## start DATASET EXCERPTS

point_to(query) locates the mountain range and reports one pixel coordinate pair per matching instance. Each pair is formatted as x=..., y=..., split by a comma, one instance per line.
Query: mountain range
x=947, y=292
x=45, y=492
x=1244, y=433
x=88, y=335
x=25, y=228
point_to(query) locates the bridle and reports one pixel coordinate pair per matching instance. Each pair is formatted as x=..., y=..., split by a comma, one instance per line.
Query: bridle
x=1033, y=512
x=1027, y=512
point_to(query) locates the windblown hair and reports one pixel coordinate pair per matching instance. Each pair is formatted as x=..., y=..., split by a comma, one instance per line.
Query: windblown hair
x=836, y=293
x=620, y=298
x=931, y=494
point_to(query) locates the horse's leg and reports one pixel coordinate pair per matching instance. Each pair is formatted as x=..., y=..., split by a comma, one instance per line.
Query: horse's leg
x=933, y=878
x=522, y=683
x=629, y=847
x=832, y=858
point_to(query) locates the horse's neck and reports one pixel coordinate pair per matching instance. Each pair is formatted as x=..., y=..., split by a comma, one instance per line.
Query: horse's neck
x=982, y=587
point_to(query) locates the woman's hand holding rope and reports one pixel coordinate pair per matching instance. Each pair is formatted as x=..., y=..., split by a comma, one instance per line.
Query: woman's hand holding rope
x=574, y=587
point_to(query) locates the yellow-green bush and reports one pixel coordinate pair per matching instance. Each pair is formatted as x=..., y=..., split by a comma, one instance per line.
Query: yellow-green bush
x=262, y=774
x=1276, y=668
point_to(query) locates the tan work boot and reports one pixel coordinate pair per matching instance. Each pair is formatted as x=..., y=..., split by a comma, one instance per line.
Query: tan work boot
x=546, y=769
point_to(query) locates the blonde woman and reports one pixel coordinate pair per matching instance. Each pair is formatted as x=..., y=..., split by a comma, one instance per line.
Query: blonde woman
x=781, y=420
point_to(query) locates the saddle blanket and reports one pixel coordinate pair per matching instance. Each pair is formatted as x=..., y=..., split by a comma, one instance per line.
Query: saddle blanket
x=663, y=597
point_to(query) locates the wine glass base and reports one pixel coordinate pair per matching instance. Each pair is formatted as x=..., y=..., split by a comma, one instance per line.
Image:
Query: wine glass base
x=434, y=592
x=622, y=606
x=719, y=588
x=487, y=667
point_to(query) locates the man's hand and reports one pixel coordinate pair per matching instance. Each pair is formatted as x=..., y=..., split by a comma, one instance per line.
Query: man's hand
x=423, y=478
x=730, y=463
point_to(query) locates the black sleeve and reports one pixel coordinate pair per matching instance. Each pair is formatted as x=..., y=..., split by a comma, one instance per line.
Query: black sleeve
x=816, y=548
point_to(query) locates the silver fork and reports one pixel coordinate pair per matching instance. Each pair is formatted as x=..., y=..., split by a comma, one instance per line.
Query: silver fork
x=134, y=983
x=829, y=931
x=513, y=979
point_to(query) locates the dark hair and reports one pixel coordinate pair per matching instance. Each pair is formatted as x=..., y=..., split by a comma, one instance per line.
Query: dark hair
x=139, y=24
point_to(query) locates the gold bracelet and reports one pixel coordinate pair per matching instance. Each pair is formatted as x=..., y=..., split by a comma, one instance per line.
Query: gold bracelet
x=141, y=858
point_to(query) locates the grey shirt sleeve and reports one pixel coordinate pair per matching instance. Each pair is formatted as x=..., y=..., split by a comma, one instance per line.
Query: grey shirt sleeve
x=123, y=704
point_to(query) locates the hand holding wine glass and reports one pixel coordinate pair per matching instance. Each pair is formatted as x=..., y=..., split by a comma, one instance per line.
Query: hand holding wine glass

## end DATASET EXCERPTS

> _TASK DIRECTIONS_:
Render every line of the material above as a numbered list, leaving out any blank lines.

> _TASK RESULT_:
1. point_to(query) locates the mountain range and reports one pixel coordinate pair per matching instance. Each pair is formatted as x=..., y=..., split by a comma, one instance per line.
2. Query: mountain range
3. x=947, y=292
4. x=45, y=492
5. x=1244, y=433
6. x=88, y=335
7. x=25, y=228
8. point_to(query) locates the bridle and reports one pixel coordinate pair per matching instance. Each pair is formatted as x=..., y=..., split by a comma, one instance per line.
9. Query: bridle
10. x=1033, y=512
11. x=1027, y=512
12. point_to(query) locates the windblown hair and reports one pixel coordinate pair per matching instance. Each pair is formatted as x=..., y=..., split by a comma, one instance per line.
13. Query: windblown hair
14. x=836, y=293
15. x=620, y=298
16. x=931, y=494
17. point_to(query) locates the horse's leg and reports one pixel coordinate pair per matching instance. Each pair is formatted as x=..., y=..., split by a comma, one instance per line.
18. Query: horse's leg
19. x=933, y=878
20. x=522, y=683
21. x=629, y=847
22. x=832, y=858
23. point_to(query) locates the horse's neck and reports one pixel coordinate pair per matching instance. Each pair is formatted as x=..., y=..., split by a comma, one instance per line.
24. Query: horse's neck
25. x=982, y=587
26. point_to(query) locates the woman's hand holding rope and reports one pixel coordinate pair per matching instance. Each pair is formatted as x=..., y=..., split by a comma, one instance per line.
27. Query: woman's hand holding rope
28. x=574, y=587
29. point_to(query) locates the yellow-green bush and reports one pixel coordinate pair per matching instance. Each pair is formatted as x=..., y=..., split by a comma, one instance per line.
30. Query: yellow-green bush
31. x=262, y=774
32. x=1276, y=668
33. point_to(query) locates the tan work boot and reports one pixel coordinate pair per matching instance. Each pair is formatted as x=..., y=..., split by a comma, one instance per line.
34. Query: tan work boot
35. x=546, y=769
36. point_to(query) locates the blonde woman and reports one pixel coordinate pair per matching instance. Each pair is formatted as x=..., y=..., split by a comma, one instance per line.
37. Query: blonde woman
38. x=781, y=420
39. point_to(query) locates the saddle blanket and reports one pixel coordinate pair per matching instance. Each pair is formatted as x=..., y=..., split by a comma, one instance per line.
40. Query: saddle blanket
41. x=663, y=597
42. point_to(query) locates the wine glass base and reports one pixel coordinate pair per matching instance. Each pair is formatted as x=..., y=..., split by a comma, one instance per line.
43. Image:
44. Query: wine glass base
45. x=434, y=592
46. x=622, y=606
47. x=719, y=588
48. x=487, y=667
49. point_to(query) locates the man's hand and reports one pixel coordinate pair per matching instance. Each pair is formatted as x=..., y=..., split by a comma, one instance per line.
50. Query: man's hand
51. x=423, y=478
52. x=730, y=463
53. point_to(query) locates the black sleeve and reports one pixel coordinate pair per matching instance. Each pair is formatted as x=..., y=..., split by a comma, one instance per line.
54. Query: black sleeve
55. x=816, y=548
56. point_to(query) locates the silver fork and reports one pixel coordinate pair per matching instance. Each pair is formatted as x=..., y=..., split by a comma, one instance per line.
57. Query: silver fork
58. x=134, y=983
59. x=829, y=931
60. x=513, y=979
61. point_to(query) locates the dark hair and reports one pixel coordinate pair per matching instance. Each pair is formatted as x=..., y=..., split by a comma, one instance per line.
62. Query: dark hair
63. x=139, y=24
64. point_to(query) locates the gold bracelet and reports one pixel coordinate pair per matching instance. Each pair is formatted as x=..., y=..., split by a comma, one instance per line.
65. Query: gold bracelet
66. x=141, y=858
67. point_to(query) locates the grey shirt sleeve and reports one pixel coordinate pair per matching instance. Each pair is formatted as x=..., y=..., split by a comma, one instance per line.
68. Query: grey shirt sleeve
69. x=123, y=704
70. point_to(query) locates the hand holding wine glass and reports one pixel coordinate pair per matching instance. Each pair is formatted as x=..., y=..., split by a comma, one instance per line.
71. Query: hand holding wine glass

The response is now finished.